### [ARTICLE]
In Bonnie Jo Campbell’s first novel, Q Road, there’s this character, Nicole, a young woman with delusions of homicide. I think there’s a scene where she maniacally stabs a pumpkin (honestly, I haven’t read Q Road since it was released so I’m not remembering it perfectly, but I’m definitely rereading both novels after I finish this comic) and the implication is that it has to do with the sense of disappointment or discomfiture she feels as a young wife versus the expectations she had as a young bride. When I interviewed Bonnie Jo in 2002, she said,

I think that every married woman can sympathize with the homicidal bride. Think about those poor brides who worked for a year on their wedding ceremony and made everything just perfect. And then what? They’re married to some guy who probably smells. They’re stuck with this guy for all eternity and it’s nothing like the wedding.

That, I expect, is what’s going on here with Georgina. She had plans today, and her husband’s stupidity ruined them. And this is a woman who’s already living on skim milk and rice cakes in order to fit into the physical parameters of society’s expectations for a young woman, so her temper is probably pretty short to begin with. And then here’s this idiot to whom she is legally tied, trespassing, stealing, and driving his truck into a situation that any person with a lick of common sense would avoid. I mean, if you’re going to trespass and steal, don’t drive the getaway car into a swamp, amirite? Andy’s being a dope. He deserves to have mud sprayed on his face while his dumb expensive truck sinks.

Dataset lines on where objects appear
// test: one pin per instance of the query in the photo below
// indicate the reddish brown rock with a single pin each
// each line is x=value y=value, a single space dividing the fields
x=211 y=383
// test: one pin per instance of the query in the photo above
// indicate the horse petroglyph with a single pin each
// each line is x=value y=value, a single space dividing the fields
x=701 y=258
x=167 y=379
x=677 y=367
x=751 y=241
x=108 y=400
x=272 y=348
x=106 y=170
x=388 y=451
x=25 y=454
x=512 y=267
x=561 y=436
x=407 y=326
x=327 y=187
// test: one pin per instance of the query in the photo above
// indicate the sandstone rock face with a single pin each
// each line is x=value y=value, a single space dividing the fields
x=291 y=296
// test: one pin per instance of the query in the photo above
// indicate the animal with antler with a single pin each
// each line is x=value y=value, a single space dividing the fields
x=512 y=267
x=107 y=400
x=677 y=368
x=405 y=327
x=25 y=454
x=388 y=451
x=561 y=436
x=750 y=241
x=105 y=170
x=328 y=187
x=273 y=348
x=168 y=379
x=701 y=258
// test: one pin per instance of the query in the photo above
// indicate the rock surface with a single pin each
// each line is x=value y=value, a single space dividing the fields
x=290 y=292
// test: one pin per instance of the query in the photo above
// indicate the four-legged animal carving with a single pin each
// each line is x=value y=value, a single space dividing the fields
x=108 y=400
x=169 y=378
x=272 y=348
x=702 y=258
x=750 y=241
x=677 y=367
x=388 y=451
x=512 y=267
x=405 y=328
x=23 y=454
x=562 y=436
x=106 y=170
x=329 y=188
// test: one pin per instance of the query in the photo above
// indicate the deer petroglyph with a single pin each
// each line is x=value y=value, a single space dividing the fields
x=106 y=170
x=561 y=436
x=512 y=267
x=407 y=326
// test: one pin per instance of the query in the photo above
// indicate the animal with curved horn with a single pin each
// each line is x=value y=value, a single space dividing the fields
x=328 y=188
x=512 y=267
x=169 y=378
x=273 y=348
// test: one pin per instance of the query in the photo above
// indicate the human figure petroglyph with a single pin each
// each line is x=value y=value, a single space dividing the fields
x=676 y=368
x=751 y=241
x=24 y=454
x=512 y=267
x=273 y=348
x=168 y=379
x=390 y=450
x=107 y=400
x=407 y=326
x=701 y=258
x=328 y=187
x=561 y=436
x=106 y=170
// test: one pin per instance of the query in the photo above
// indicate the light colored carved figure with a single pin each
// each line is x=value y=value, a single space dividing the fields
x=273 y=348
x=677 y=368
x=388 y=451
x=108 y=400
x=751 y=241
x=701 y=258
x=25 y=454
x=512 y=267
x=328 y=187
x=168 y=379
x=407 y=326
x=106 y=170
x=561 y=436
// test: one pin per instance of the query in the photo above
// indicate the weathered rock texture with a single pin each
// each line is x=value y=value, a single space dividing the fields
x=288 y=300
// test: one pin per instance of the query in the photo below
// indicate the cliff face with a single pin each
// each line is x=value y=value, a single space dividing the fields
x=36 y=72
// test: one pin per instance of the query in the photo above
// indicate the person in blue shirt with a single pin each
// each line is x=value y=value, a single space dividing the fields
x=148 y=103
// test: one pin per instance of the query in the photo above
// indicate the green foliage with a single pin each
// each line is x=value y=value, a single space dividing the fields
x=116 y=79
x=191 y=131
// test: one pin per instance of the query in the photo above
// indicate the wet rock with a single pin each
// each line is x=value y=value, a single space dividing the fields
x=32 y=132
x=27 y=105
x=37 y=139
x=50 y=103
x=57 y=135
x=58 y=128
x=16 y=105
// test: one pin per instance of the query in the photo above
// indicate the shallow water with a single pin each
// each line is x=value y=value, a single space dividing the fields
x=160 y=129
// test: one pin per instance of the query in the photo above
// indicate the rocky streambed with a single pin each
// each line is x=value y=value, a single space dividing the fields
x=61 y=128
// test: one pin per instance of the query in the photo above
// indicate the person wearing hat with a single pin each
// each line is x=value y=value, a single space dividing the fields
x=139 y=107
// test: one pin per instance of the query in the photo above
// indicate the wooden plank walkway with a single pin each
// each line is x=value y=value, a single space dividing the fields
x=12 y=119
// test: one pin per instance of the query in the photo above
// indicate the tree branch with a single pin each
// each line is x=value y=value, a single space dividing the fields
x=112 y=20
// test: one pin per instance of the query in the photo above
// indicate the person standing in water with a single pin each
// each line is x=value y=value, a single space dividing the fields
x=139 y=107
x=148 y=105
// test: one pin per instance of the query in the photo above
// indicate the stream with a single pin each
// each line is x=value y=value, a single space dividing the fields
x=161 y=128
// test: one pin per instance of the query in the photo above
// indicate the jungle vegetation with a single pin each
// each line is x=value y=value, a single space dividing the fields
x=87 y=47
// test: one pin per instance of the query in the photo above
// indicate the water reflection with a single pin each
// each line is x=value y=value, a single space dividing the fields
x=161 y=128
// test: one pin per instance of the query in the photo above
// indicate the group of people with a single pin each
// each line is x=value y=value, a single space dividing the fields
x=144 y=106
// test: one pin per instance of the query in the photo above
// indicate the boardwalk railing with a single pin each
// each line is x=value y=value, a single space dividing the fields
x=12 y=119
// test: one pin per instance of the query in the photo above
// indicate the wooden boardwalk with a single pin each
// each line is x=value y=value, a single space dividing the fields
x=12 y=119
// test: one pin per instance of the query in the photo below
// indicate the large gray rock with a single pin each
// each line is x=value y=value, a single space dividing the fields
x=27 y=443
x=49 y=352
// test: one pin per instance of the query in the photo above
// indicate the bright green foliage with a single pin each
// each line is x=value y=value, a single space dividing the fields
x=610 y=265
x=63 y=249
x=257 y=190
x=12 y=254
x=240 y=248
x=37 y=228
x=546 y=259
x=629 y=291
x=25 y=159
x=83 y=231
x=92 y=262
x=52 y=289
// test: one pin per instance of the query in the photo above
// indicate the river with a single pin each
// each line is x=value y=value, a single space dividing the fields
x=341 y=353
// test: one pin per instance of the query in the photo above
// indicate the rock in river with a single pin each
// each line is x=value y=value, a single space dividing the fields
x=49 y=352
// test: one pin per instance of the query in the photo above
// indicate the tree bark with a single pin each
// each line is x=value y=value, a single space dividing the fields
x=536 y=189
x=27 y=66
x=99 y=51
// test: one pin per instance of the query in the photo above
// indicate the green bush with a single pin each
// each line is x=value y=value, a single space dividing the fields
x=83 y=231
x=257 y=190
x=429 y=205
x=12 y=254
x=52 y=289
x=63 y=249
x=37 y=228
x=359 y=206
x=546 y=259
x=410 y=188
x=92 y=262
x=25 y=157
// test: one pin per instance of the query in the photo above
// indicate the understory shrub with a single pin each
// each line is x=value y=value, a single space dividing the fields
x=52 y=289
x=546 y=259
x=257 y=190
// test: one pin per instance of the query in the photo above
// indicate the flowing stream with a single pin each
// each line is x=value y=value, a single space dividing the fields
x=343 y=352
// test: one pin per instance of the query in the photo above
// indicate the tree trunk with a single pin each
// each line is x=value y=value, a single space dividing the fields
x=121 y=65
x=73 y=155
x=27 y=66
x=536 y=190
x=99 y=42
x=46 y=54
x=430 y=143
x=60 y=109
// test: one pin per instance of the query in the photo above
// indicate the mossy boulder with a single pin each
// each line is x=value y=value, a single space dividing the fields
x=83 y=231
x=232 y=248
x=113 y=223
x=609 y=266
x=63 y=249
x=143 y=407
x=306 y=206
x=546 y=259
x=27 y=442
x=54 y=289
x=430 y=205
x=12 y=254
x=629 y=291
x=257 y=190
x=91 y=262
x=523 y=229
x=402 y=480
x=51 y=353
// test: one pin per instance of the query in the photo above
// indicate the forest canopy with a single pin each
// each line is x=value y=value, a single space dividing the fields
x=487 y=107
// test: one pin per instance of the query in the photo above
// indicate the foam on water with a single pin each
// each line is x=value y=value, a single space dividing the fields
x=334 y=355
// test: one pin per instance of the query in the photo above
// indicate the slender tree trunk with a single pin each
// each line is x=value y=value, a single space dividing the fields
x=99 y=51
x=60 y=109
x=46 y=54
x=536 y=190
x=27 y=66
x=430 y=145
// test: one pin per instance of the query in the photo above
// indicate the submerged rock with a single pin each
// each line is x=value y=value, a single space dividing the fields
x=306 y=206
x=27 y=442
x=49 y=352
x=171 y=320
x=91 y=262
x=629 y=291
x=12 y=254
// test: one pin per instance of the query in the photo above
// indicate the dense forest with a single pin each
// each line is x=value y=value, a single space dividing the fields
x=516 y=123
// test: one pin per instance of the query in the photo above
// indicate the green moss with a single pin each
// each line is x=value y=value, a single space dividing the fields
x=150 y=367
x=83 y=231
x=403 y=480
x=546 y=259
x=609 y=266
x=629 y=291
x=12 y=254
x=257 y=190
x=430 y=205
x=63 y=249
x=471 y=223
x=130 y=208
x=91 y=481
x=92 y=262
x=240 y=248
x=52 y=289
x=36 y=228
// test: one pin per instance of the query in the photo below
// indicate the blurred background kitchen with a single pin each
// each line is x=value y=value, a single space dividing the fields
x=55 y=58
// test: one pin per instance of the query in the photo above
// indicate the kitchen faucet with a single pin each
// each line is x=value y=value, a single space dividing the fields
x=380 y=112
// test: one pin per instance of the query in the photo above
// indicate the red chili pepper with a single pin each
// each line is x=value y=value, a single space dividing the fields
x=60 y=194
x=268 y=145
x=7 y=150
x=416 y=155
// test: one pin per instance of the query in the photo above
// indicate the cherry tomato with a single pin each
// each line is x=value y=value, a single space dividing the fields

### [GIVEN PROBLEM]
Please say whether each statement agrees with the commentary above, answering yes or no and quoting the deciding words: (a) Q Road is Bonnie Jo Campbell's first novel. (b) The writer interviewed Bonnie Jo in 2005. (c) Georgina lives on skim milk and rice cakes.

### [ANSWER TO THE EXERCISE]
(a) Yes: "In Bonnie Jo Campbell’s first novel, Q Road"
(b) No: "When I interviewed Bonnie Jo in 2002"
(c) Yes: "this is a woman who’s already living on skim milk and rice cakes"